SELECTED TEXT ▸
▶

Joanna here, talking about one of my favorite things in all the world, aka sleeping. Writing is another thing I’m fond of. There’s a bit of an interconnection between these.
I tend to generate new material when I’m relaxed in the bathtub or lying in bed. I even get good work done in dreams. If I were talking about the creative process I might say I try to sleep a lot.
Let me talk about Coleridge who is a more interesting topic than many of those going
through my mind these days. Samuel Taylor Coleridge, of course, is the English poet who gave us such popular thrillers as The Rime of the Ancient Mariner which many of us read in Middle School. It includes the poignant lines
“Alone, alone, all, all alone,
Alone on a wide wide sea!
And never a saint took pity on
My soul in agony.”
As I say, Middle School. This is stuck in my memory forever.
More on topic, Coleridge gave us the poem Kubla Khan, or at least the 54 lines of it that came to him in a dream. I’ll lay a stanza of Kubla Khan on you.
A savage place! as holy and enchanted
As e’er beneath a waning moon was haunted
By woman wailing for her demon-lover!
Today’s nod to the Romance genre.
Coleridge one day was sleeping peacefully and spinning out a long poem on the subject of stately pleasure domes with caves of ice, (maybe it was a hot day,) when he was
rudely interrupted by a man who came knocking on his door. (That infamous Man from Porlock represents all the folks who come knocking on artists’ doors and send the creative Muse sprawling arse over teakettle.)
But the important thing is where that Kubla Khan poem came from. Not reasoned planning that called upon centuries of accumulated literary theory. Not earnest contemplation of an empty page. It was composed inside Coleridge’s dream.

◀

GIVEN INSTRUCTION 1 ▸ According to the passage on sleep and writing, why might the writer describe the creative process as trying to sleep a lot?
GIVEN INSTRUCTION 2 ▸ Reproduce the passage on sleep and writing word for word, starting with "And never a" and going on through "arse over teakettle.)".

DATASET SECTION ▸
▶

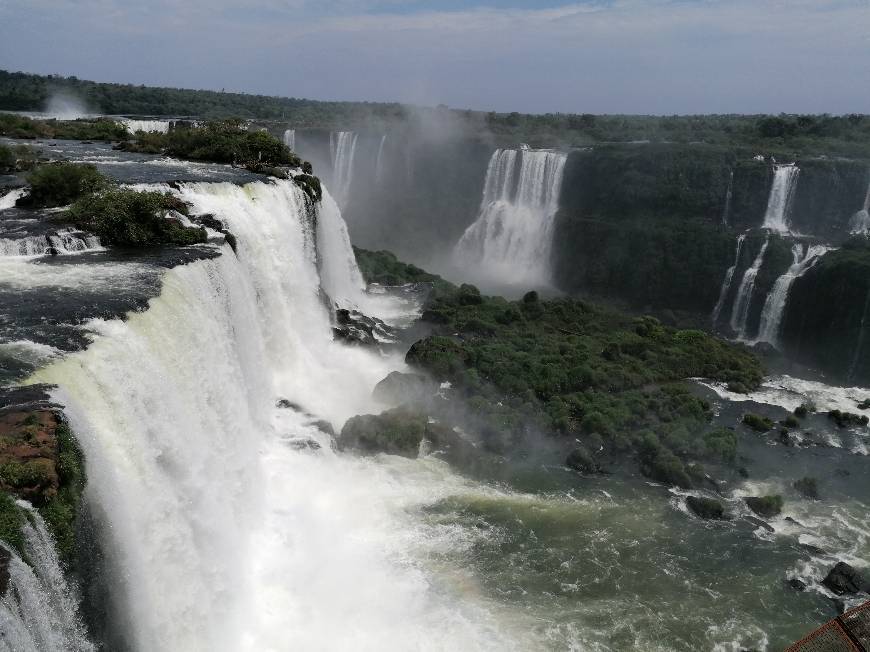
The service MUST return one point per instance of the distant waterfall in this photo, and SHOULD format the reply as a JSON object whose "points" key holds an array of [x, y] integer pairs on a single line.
{"points": [[511, 240], [290, 138], [229, 523], [729, 277], [39, 610], [8, 200], [342, 148], [860, 220], [152, 126], [740, 309], [379, 163], [774, 305], [63, 241], [779, 200], [729, 194]]}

◀

COMPLETE RESPONSE 1 ▸ The writer tends to generate new material while relaxed in the bathtub or lying in bed, and even gets good work done in dreams.

COMPLETE RESPONSE 2 ▸
And never a saint took pity on
My soul in agony.”
As I say, Middle School. This is stuck in my memory forever.
More on topic, Coleridge gave us the poem Kubla Khan, or at least the 54 lines of it that came to him in a dream. I’ll lay a stanza of Kubla Khan on you.
A savage place! as holy and enchanted
As e’er beneath a waning moon was haunted
By woman wailing for her demon-lover!
Today’s nod to the Romance genre.
Coleridge one day was sleeping peacefully and spinning out a long poem on the subject of stately pleasure domes with caves of ice, (maybe it was a hot day,) when he was
rudely interrupted by a man who came knocking on his door. (That infamous Man from Porlock represents all the folks who come knocking on artists’ doors and send the creative Muse sprawling arse over teakettle.)